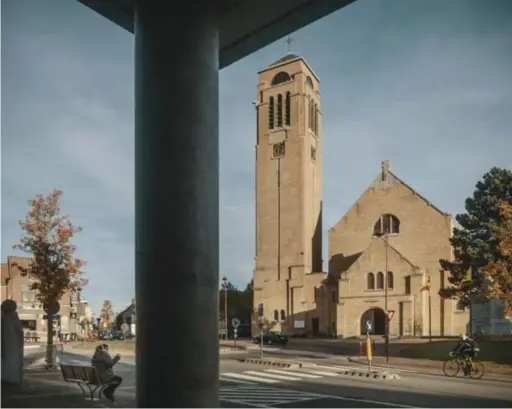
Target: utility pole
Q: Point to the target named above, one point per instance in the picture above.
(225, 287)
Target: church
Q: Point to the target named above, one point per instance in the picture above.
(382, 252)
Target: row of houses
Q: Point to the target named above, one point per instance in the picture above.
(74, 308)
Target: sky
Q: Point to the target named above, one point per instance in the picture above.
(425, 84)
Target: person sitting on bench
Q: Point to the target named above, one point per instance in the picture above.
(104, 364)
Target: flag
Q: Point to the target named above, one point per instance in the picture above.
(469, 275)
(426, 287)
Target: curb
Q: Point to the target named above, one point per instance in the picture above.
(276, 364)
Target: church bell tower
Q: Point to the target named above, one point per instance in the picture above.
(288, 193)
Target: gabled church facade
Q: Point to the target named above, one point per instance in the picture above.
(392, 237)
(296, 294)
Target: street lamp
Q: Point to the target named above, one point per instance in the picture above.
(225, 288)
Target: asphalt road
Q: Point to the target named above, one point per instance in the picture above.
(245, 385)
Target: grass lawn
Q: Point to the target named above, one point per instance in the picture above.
□ □ □ □ □ □ □
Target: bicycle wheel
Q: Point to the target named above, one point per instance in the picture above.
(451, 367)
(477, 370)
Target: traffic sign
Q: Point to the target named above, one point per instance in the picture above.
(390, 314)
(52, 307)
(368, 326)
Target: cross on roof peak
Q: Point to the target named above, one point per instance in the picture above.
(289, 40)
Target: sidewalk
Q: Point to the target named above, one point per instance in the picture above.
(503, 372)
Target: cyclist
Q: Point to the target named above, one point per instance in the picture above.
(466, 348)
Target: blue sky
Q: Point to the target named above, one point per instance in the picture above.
□ □ □ □ □ □ □
> DIRECTIONS
Which lines of the data above contain the string "church"? Report every such line in full, treating case as significant.

> THE RESPONSE
Target: church
Target: church bell tower
Target: gabled church facade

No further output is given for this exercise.